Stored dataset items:
'''

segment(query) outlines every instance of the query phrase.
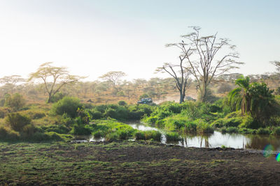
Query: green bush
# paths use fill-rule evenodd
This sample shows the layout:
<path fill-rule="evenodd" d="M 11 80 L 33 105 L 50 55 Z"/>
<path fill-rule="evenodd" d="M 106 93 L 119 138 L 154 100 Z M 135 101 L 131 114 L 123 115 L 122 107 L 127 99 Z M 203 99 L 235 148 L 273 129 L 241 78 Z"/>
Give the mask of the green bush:
<path fill-rule="evenodd" d="M 20 139 L 20 134 L 4 126 L 0 126 L 0 139 L 4 141 L 18 141 Z"/>
<path fill-rule="evenodd" d="M 158 116 L 150 116 L 148 118 L 146 118 L 144 121 L 145 123 L 147 123 L 148 124 L 155 124 L 155 122 L 159 120 Z"/>
<path fill-rule="evenodd" d="M 258 134 L 270 134 L 270 130 L 267 128 L 259 128 L 257 130 Z"/>
<path fill-rule="evenodd" d="M 272 134 L 274 135 L 280 136 L 280 127 L 274 128 L 274 130 L 272 132 Z"/>
<path fill-rule="evenodd" d="M 239 127 L 258 129 L 261 127 L 261 124 L 255 121 L 251 116 L 244 117 L 242 123 L 239 125 Z"/>
<path fill-rule="evenodd" d="M 24 138 L 30 138 L 33 136 L 36 131 L 35 127 L 31 124 L 25 125 L 22 131 L 22 134 Z"/>
<path fill-rule="evenodd" d="M 78 98 L 66 96 L 52 104 L 51 111 L 58 115 L 66 114 L 74 118 L 78 116 L 78 109 L 81 107 L 82 104 Z"/>
<path fill-rule="evenodd" d="M 211 126 L 215 127 L 215 128 L 221 128 L 223 127 L 225 127 L 225 123 L 224 123 L 224 119 L 223 118 L 220 118 L 212 123 L 211 123 Z"/>
<path fill-rule="evenodd" d="M 237 133 L 238 132 L 238 128 L 235 127 L 230 127 L 226 129 L 227 132 L 228 133 Z"/>
<path fill-rule="evenodd" d="M 188 121 L 185 124 L 184 132 L 190 134 L 195 134 L 197 132 L 197 124 L 193 121 Z"/>
<path fill-rule="evenodd" d="M 10 113 L 10 109 L 8 107 L 0 107 L 0 118 L 5 118 L 8 114 Z"/>
<path fill-rule="evenodd" d="M 101 113 L 100 111 L 99 111 L 94 109 L 88 110 L 88 114 L 91 116 L 92 119 L 98 120 L 98 119 L 101 119 L 102 118 L 103 118 L 102 113 Z"/>
<path fill-rule="evenodd" d="M 105 139 L 107 141 L 115 141 L 119 139 L 119 136 L 118 135 L 117 133 L 115 132 L 108 133 L 106 135 Z"/>
<path fill-rule="evenodd" d="M 64 141 L 63 138 L 55 132 L 35 132 L 31 139 L 34 141 Z"/>
<path fill-rule="evenodd" d="M 196 120 L 195 123 L 197 125 L 197 132 L 199 134 L 212 134 L 214 130 L 210 126 L 209 124 L 206 123 L 202 119 Z"/>
<path fill-rule="evenodd" d="M 125 106 L 125 105 L 127 105 L 127 103 L 125 101 L 119 101 L 118 102 L 118 104 L 120 105 L 120 106 Z"/>
<path fill-rule="evenodd" d="M 58 134 L 68 134 L 70 130 L 64 125 L 50 125 L 42 127 L 46 132 L 55 132 Z"/>
<path fill-rule="evenodd" d="M 128 118 L 128 110 L 123 106 L 111 107 L 108 108 L 104 116 L 117 120 L 127 120 Z"/>
<path fill-rule="evenodd" d="M 14 130 L 21 132 L 23 127 L 29 124 L 31 119 L 19 113 L 8 114 L 5 118 L 5 122 Z"/>
<path fill-rule="evenodd" d="M 137 132 L 135 134 L 136 140 L 145 140 L 145 134 L 142 131 Z"/>
<path fill-rule="evenodd" d="M 156 130 L 139 131 L 136 133 L 135 137 L 136 140 L 153 139 L 155 141 L 160 141 L 162 139 L 162 134 Z"/>
<path fill-rule="evenodd" d="M 25 104 L 25 100 L 19 93 L 15 93 L 11 96 L 7 96 L 5 106 L 10 107 L 13 111 L 19 111 Z"/>
<path fill-rule="evenodd" d="M 46 117 L 46 111 L 41 110 L 31 109 L 20 111 L 20 113 L 27 115 L 31 119 L 40 119 Z"/>
<path fill-rule="evenodd" d="M 64 97 L 65 97 L 65 94 L 62 93 L 56 93 L 54 95 L 52 95 L 50 99 L 50 102 L 57 102 L 59 100 L 62 100 Z"/>
<path fill-rule="evenodd" d="M 132 134 L 127 130 L 120 130 L 118 133 L 120 139 L 128 139 L 130 137 L 132 136 Z"/>
<path fill-rule="evenodd" d="M 255 134 L 256 130 L 254 129 L 250 129 L 250 128 L 239 128 L 238 130 L 239 133 L 241 134 Z"/>
<path fill-rule="evenodd" d="M 177 132 L 167 132 L 165 134 L 167 141 L 178 141 L 181 137 Z"/>

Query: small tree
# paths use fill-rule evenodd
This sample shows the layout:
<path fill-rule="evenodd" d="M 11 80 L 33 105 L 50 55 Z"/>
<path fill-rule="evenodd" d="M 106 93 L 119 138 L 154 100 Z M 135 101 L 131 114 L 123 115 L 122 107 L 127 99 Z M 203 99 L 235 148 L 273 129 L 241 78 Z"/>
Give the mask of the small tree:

'''

* _Exercise details_
Convert the listing above into a JSON array of strings, one string per line, skipping blank lines. Leave out the pictures.

* _Expected output_
[
  "segment(query) outlines every instance of the query phrase.",
  "Query: green bush",
  "# paths use fill-rule evenodd",
  "This sample shows the layout:",
  "<path fill-rule=\"evenodd\" d=\"M 11 80 L 33 105 L 50 55 Z\"/>",
  "<path fill-rule=\"evenodd\" d=\"M 106 93 L 119 138 L 154 100 Z M 135 101 L 131 114 L 123 115 L 122 107 L 127 99 Z M 203 99 L 235 148 L 273 129 L 241 78 Z\"/>",
  "Give the mask of the green bush:",
  "<path fill-rule=\"evenodd\" d=\"M 20 139 L 20 134 L 4 126 L 0 126 L 0 139 L 4 141 L 18 141 Z\"/>",
  "<path fill-rule=\"evenodd\" d=\"M 158 116 L 150 116 L 148 118 L 146 118 L 144 121 L 145 123 L 147 123 L 148 124 L 155 124 L 155 122 L 159 120 Z\"/>",
  "<path fill-rule=\"evenodd\" d=\"M 258 134 L 270 134 L 270 130 L 267 128 L 259 128 L 257 130 Z\"/>",
  "<path fill-rule=\"evenodd\" d=\"M 272 134 L 274 135 L 280 136 L 280 127 L 274 128 L 274 130 L 272 132 Z\"/>",
  "<path fill-rule=\"evenodd\" d=\"M 239 127 L 258 129 L 261 127 L 261 124 L 255 121 L 251 116 L 244 117 L 242 123 L 239 125 Z\"/>",
  "<path fill-rule=\"evenodd\" d=\"M 24 138 L 30 138 L 33 136 L 36 131 L 35 127 L 31 124 L 25 125 L 22 131 L 22 134 Z\"/>",
  "<path fill-rule=\"evenodd\" d=\"M 78 98 L 66 96 L 52 104 L 51 111 L 58 115 L 66 114 L 74 118 L 78 116 L 78 109 L 81 107 L 82 104 Z\"/>",
  "<path fill-rule=\"evenodd\" d=\"M 211 126 L 215 127 L 215 128 L 221 128 L 223 127 L 225 127 L 225 123 L 224 123 L 224 119 L 223 118 L 220 118 L 212 123 L 211 123 Z\"/>",
  "<path fill-rule=\"evenodd\" d=\"M 237 133 L 238 132 L 238 128 L 235 127 L 230 127 L 226 129 L 227 132 L 228 133 Z\"/>",
  "<path fill-rule=\"evenodd\" d=\"M 188 121 L 185 124 L 184 132 L 190 134 L 195 134 L 197 132 L 197 124 L 193 121 Z\"/>",
  "<path fill-rule=\"evenodd\" d=\"M 10 113 L 10 109 L 8 107 L 0 107 L 0 118 L 5 118 L 8 114 Z\"/>",
  "<path fill-rule=\"evenodd\" d=\"M 101 113 L 100 111 L 99 111 L 94 109 L 88 110 L 88 114 L 91 116 L 92 119 L 98 120 L 98 119 L 101 119 L 102 118 L 103 118 L 102 113 Z\"/>",
  "<path fill-rule=\"evenodd\" d=\"M 105 139 L 107 141 L 115 141 L 119 139 L 119 136 L 118 135 L 117 133 L 115 132 L 108 133 L 106 135 Z\"/>",
  "<path fill-rule=\"evenodd\" d=\"M 64 141 L 63 138 L 55 132 L 35 132 L 31 139 L 34 141 Z\"/>",
  "<path fill-rule=\"evenodd\" d=\"M 196 120 L 195 123 L 197 125 L 197 132 L 199 134 L 212 134 L 214 130 L 210 126 L 209 124 L 206 123 L 202 119 Z\"/>",
  "<path fill-rule=\"evenodd\" d=\"M 125 106 L 125 105 L 127 105 L 127 103 L 125 101 L 119 101 L 118 102 L 118 104 L 120 105 L 120 106 Z\"/>",
  "<path fill-rule=\"evenodd\" d=\"M 58 134 L 68 134 L 70 130 L 64 125 L 50 125 L 42 127 L 46 132 L 55 132 Z\"/>",
  "<path fill-rule=\"evenodd\" d=\"M 128 118 L 128 110 L 123 106 L 111 107 L 108 108 L 104 116 L 117 120 L 127 120 Z\"/>",
  "<path fill-rule=\"evenodd\" d=\"M 14 130 L 21 132 L 23 127 L 29 124 L 31 119 L 19 113 L 8 114 L 5 118 L 5 122 Z\"/>",
  "<path fill-rule=\"evenodd\" d=\"M 137 132 L 135 134 L 136 140 L 145 140 L 145 134 L 142 131 Z\"/>",
  "<path fill-rule=\"evenodd\" d=\"M 156 130 L 139 131 L 136 133 L 135 137 L 136 140 L 153 139 L 155 141 L 160 141 L 162 139 L 162 134 Z\"/>",
  "<path fill-rule=\"evenodd\" d=\"M 25 104 L 25 100 L 19 93 L 15 93 L 11 96 L 7 96 L 5 106 L 10 107 L 13 111 L 19 111 Z\"/>",
  "<path fill-rule=\"evenodd\" d=\"M 46 117 L 46 111 L 41 110 L 31 109 L 20 111 L 20 113 L 27 115 L 31 119 L 40 119 Z\"/>",
  "<path fill-rule=\"evenodd\" d=\"M 64 97 L 65 97 L 65 94 L 62 93 L 56 93 L 54 95 L 52 95 L 50 99 L 50 102 L 57 102 L 59 100 L 62 100 Z\"/>",
  "<path fill-rule=\"evenodd\" d=\"M 132 134 L 127 130 L 120 130 L 118 133 L 120 139 L 128 139 L 130 137 L 132 136 Z\"/>",
  "<path fill-rule=\"evenodd\" d=\"M 255 134 L 256 130 L 254 129 L 250 129 L 250 128 L 239 128 L 238 130 L 239 133 L 241 134 Z\"/>",
  "<path fill-rule=\"evenodd\" d=\"M 177 132 L 167 132 L 165 134 L 167 141 L 178 141 L 181 137 Z\"/>",
  "Query: small tree",
  "# paths use fill-rule evenodd",
  "This sample shows the layout:",
  "<path fill-rule=\"evenodd\" d=\"M 11 80 L 33 105 L 50 55 Z\"/>",
  "<path fill-rule=\"evenodd\" d=\"M 106 93 L 119 138 L 154 100 Z M 135 101 L 131 114 L 123 115 L 122 107 L 127 99 Z M 203 99 L 235 148 L 273 129 L 241 78 Z\"/>",
  "Give the mask of the small tree:"
]